§ Task set:
1. Name the main themes of May Jones's memoir, as the piece about her fun and festivities gives them.
2. Continue the piece about May Jones's childhood fun and festivities from where it stops.

§ Given passage:
◇ ◇ ◇ ◇
May Jones: Fun and Festivities – Writing Lives

May Jones: Fun and Festivities

“Games somehow were seasonable and all the children of the village played the same games at the same time. In the spring our bowls came out just a ring of wood for girls and of iron for boys, there were different sizes suitable for tiny tots to big ones for children ready to learn school, the wooden ones were pushed and guided with a wooden stick and the iron bowls had an iron rod with a hook on the end and we kept ourselves warm running after them, skipping ropes came out next, and any old piece of rope would do” (Jones, 4).

May Jones’s memoir reflects on her life growing up in a small village near Macclesfield in the late nineteenth century. The main themes of her memoir are family, education and work but she also tells us about how she liked to have fun and some local customs that she attended. Her anecdotes about playing in the street with friends, street dances and a children’s service at the local church highlight some ways in which her working-class village had fun and celebrated together.
◇ ◇ ◇ ◇
§ Recorded information:
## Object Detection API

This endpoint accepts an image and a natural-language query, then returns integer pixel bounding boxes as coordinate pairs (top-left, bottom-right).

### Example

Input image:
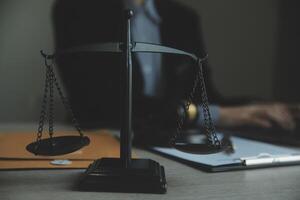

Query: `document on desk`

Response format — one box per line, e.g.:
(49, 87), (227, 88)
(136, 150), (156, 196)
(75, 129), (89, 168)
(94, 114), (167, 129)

(152, 134), (300, 172)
◇ ◇ ◇ ◇
§ Outputs by task:
1. Family, education, work

2.
Forbes, Stanhope Alexander; Children in a Newlyn Street; National Trust, Standen; http://www.artuk.org/artworks/children-in-a-newlyn-street-220922

For May fun was simple as she enjoyed playing in the street with her friends. May remembers the toys children used to play with including bowls which were different for boys and girls. Boys had ones made of iron and girls of wood and they used to run after them. They used any rope they could find as skipping ropes to play a game called higher and higher. This was were two children stood on either side of a road holding the rope for people to jump over. The person who jumped the highest won. They had many other games that they played in the road, which she says was perfectly safe as “we were all on the look out for the occasional horse and cart and when (?) motor cars came along they did not move much more quickly and we had plenty of time to get out of the road.” (Jones, 4).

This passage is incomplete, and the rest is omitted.